→ **TO DO**: After finding the line that includes "Exercise. Spot the white car" in the records below, transcribe it and each line after it through the last, exactly, and add nothing.

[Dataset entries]

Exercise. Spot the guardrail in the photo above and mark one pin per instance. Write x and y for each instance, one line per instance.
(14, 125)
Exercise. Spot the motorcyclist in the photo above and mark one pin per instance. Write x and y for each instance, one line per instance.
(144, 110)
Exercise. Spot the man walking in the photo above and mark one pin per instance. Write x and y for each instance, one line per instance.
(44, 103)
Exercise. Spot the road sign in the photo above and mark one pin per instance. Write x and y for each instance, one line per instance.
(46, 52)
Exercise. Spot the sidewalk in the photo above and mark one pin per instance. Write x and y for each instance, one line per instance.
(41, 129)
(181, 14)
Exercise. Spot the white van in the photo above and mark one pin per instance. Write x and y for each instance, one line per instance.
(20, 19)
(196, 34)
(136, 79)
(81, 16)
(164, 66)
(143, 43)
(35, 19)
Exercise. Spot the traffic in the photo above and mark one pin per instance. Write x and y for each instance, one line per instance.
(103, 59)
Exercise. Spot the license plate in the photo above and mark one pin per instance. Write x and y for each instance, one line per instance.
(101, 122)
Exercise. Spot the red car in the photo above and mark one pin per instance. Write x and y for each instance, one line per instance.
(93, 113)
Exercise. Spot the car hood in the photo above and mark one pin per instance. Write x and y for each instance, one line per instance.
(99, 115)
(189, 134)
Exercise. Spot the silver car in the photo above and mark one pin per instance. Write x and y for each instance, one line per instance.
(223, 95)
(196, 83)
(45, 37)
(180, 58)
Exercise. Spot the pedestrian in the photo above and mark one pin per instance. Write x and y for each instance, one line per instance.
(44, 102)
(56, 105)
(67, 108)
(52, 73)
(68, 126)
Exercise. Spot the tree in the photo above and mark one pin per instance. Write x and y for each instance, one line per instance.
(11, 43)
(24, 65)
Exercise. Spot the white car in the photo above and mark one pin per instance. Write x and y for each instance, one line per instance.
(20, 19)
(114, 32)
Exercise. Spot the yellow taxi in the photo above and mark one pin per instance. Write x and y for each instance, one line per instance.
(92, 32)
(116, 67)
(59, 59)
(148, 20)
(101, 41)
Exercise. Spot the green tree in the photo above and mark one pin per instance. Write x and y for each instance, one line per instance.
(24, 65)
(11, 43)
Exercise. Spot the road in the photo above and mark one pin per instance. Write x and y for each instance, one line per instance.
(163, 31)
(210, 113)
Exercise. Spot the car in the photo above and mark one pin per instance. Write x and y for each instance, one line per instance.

→ **TASK RESULT**:
Exercise. Spot the white car in the photo above and mark one pin per instance. Write x and y for each instance, one line per instance.
(20, 19)
(114, 32)
Exercise. Spot the yellow taxi in the photo above and mark one pin per instance. Write x and y for each instance, one line per instance.
(92, 32)
(116, 67)
(59, 59)
(148, 20)
(101, 41)
Exercise. Spot the green tree in the photo above and mark one pin per instance. Write x and y for each instance, one line per instance.
(24, 65)
(11, 43)
Exercise. Spot the road in the photo above and mark one pin per instance. Write x and y for each instance, one line per instance.
(163, 31)
(210, 113)
Exercise. Spot the car in the photo above and mark one pin per instance. Write x and y for each instance, one line per instance.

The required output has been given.